Write out each line of the listing as it stands, without the images.

══════════

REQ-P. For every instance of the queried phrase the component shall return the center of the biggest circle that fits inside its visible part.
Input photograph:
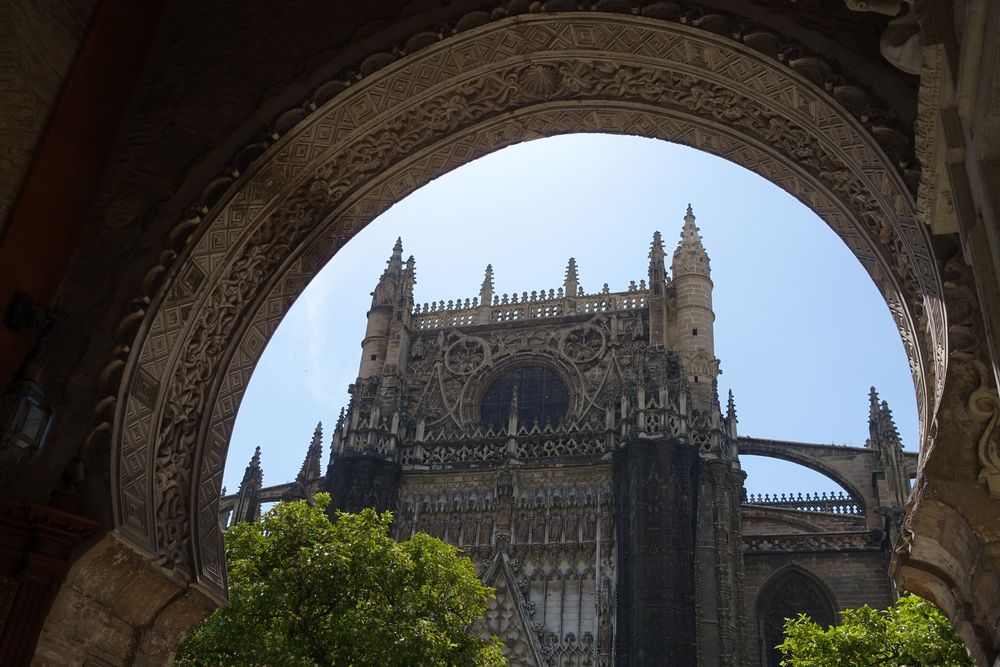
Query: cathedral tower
(573, 445)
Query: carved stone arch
(790, 591)
(399, 127)
(799, 454)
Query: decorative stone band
(534, 305)
(825, 542)
(840, 503)
(208, 307)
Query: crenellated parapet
(537, 304)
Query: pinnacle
(690, 255)
(396, 259)
(253, 473)
(873, 403)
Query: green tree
(912, 632)
(305, 591)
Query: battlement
(526, 306)
(832, 503)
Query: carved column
(656, 504)
(35, 544)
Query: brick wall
(851, 578)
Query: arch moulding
(239, 265)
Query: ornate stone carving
(284, 207)
(582, 344)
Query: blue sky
(800, 329)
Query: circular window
(541, 397)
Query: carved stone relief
(391, 132)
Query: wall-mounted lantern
(25, 413)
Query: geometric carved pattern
(400, 127)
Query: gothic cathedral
(573, 445)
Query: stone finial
(486, 291)
(390, 283)
(872, 404)
(306, 482)
(731, 419)
(409, 280)
(248, 497)
(572, 282)
(690, 255)
(253, 474)
(657, 269)
(396, 259)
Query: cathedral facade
(574, 446)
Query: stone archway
(360, 143)
(791, 591)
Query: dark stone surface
(656, 495)
(359, 481)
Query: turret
(308, 481)
(892, 482)
(486, 295)
(692, 284)
(692, 318)
(392, 305)
(248, 497)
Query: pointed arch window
(786, 597)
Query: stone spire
(657, 268)
(306, 483)
(486, 291)
(690, 255)
(572, 282)
(248, 497)
(881, 425)
(395, 263)
(389, 284)
(892, 484)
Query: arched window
(541, 397)
(786, 597)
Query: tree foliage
(305, 591)
(913, 632)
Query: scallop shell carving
(540, 80)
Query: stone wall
(851, 579)
(38, 41)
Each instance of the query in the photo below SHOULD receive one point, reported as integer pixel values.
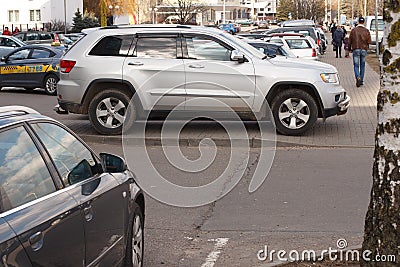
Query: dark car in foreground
(8, 44)
(31, 67)
(61, 204)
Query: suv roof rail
(136, 26)
(21, 109)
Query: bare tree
(382, 222)
(185, 10)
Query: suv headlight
(329, 77)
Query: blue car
(228, 27)
(31, 67)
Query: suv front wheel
(107, 111)
(295, 112)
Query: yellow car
(31, 67)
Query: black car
(61, 204)
(31, 67)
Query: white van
(370, 25)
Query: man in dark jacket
(338, 37)
(359, 41)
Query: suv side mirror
(113, 163)
(238, 56)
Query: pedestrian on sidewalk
(337, 37)
(346, 46)
(359, 41)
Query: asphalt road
(310, 199)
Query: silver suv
(167, 66)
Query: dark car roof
(10, 115)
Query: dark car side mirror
(113, 163)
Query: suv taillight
(66, 65)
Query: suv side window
(24, 176)
(73, 160)
(40, 53)
(206, 48)
(20, 55)
(112, 46)
(156, 47)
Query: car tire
(289, 120)
(135, 242)
(50, 84)
(107, 111)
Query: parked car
(251, 35)
(270, 49)
(8, 44)
(181, 56)
(228, 27)
(38, 37)
(300, 46)
(62, 204)
(31, 67)
(305, 30)
(298, 23)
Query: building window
(13, 15)
(34, 15)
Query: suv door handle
(88, 213)
(36, 241)
(196, 66)
(135, 63)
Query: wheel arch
(100, 85)
(307, 87)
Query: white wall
(50, 9)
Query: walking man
(359, 41)
(338, 36)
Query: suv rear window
(112, 46)
(298, 43)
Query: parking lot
(316, 192)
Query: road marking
(214, 255)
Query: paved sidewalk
(354, 129)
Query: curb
(194, 142)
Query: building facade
(28, 14)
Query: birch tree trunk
(382, 222)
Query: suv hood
(298, 63)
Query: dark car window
(202, 47)
(156, 47)
(7, 42)
(20, 55)
(40, 53)
(67, 152)
(112, 46)
(45, 36)
(20, 36)
(23, 174)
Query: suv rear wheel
(107, 111)
(295, 112)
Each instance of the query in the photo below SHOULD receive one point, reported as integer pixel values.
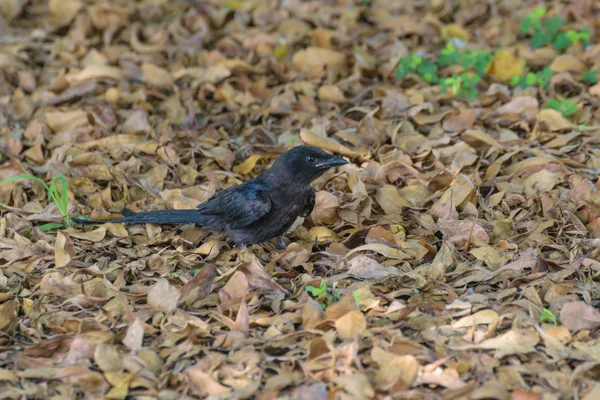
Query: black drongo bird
(257, 210)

══════════

--- EXERCISE RESPONSE ---
REQ-P. For every instance of the queried phrase the component shall return the center of the biggest circle that fits inside its visible part.
Input photograph:
Query: cathedral tower
(573, 445)
Query: carved stone arch
(790, 591)
(399, 127)
(799, 454)
Query: decorative stone band
(534, 305)
(825, 542)
(840, 503)
(208, 307)
Query: crenellated parapet
(537, 304)
Query: pinnacle
(690, 255)
(396, 259)
(253, 473)
(873, 403)
Query: green tree
(912, 632)
(305, 591)
Query: battlement
(526, 306)
(832, 503)
Query: carved column
(656, 504)
(35, 544)
Query: brick wall
(851, 578)
Query: arch moulding
(239, 265)
Query: ornate stone carving
(284, 207)
(582, 344)
Query: blue sky
(800, 329)
Query: circular window
(541, 397)
Query: carved stone relief
(391, 132)
Query: wall-mounted lantern
(25, 413)
Query: geometric carved pattern
(400, 127)
Query: gothic cathedral
(573, 445)
Query: stone finial
(486, 291)
(390, 283)
(872, 404)
(306, 482)
(731, 419)
(409, 280)
(248, 497)
(572, 282)
(690, 255)
(253, 474)
(657, 269)
(396, 259)
Query: cathedral facade
(574, 446)
Query: stone archway
(360, 143)
(791, 591)
Query: dark stone surface
(656, 495)
(359, 481)
Query: turret
(308, 481)
(892, 482)
(486, 295)
(692, 284)
(692, 318)
(392, 305)
(248, 497)
Query: pointed arch window
(786, 597)
Query: stone spire
(657, 268)
(306, 483)
(486, 291)
(690, 255)
(572, 282)
(248, 497)
(881, 425)
(395, 263)
(389, 284)
(892, 484)
Query: arched window
(541, 397)
(786, 597)
Query: tree foliage
(305, 591)
(913, 632)
Query: scallop shell carving
(540, 80)
Query: stone wall
(851, 579)
(38, 41)
Each instance of the query in the photo below SHOULD receive one point, reported as integer pixel values.
Query: dark car in foreground
(8, 44)
(31, 67)
(61, 204)
Query: suv roof rail
(136, 26)
(21, 109)
Query: bare tree
(382, 222)
(185, 10)
Query: suv headlight
(329, 77)
Query: blue car
(228, 27)
(31, 67)
Query: suv front wheel
(107, 111)
(295, 112)
Query: yellow car
(31, 67)
Query: black car
(61, 204)
(31, 67)
Query: white van
(370, 25)
Query: man in dark jacket
(338, 37)
(359, 41)
Query: suv side mirror
(113, 163)
(238, 56)
Query: pedestrian on sidewalk
(337, 37)
(346, 46)
(359, 41)
Query: asphalt road
(310, 199)
Query: silver suv
(167, 66)
Query: dark car roof
(10, 115)
Query: dark car side mirror
(113, 163)
Query: suv taillight
(66, 65)
Query: suv side window
(24, 176)
(73, 160)
(40, 53)
(206, 48)
(20, 55)
(112, 46)
(156, 47)
Query: car tire
(289, 120)
(135, 242)
(50, 84)
(107, 111)
Query: parked car
(251, 35)
(270, 49)
(8, 44)
(181, 56)
(228, 27)
(38, 37)
(300, 46)
(62, 204)
(31, 67)
(305, 30)
(298, 23)
Query: building window
(13, 15)
(34, 15)
Query: suv door handle
(88, 213)
(36, 241)
(196, 66)
(135, 63)
Query: wheel arch
(100, 85)
(307, 87)
Query: white wall
(50, 9)
Query: walking man
(359, 41)
(338, 36)
Query: suv rear window
(112, 46)
(298, 43)
Query: parking lot
(316, 192)
Query: road marking
(214, 255)
Query: paved sidewalk
(354, 129)
Query: curb
(194, 142)
Query: building facade
(28, 14)
Query: birch tree trunk
(382, 222)
Query: suv hood
(298, 63)
Query: dark car window
(202, 47)
(156, 47)
(7, 42)
(20, 55)
(40, 53)
(67, 152)
(112, 46)
(45, 36)
(20, 36)
(23, 174)
Query: suv rear wheel
(107, 111)
(295, 112)
Each instance of the query in the photo below SHOULD receive one point, reported as integer pixel values.
Query: black drongo bird
(257, 210)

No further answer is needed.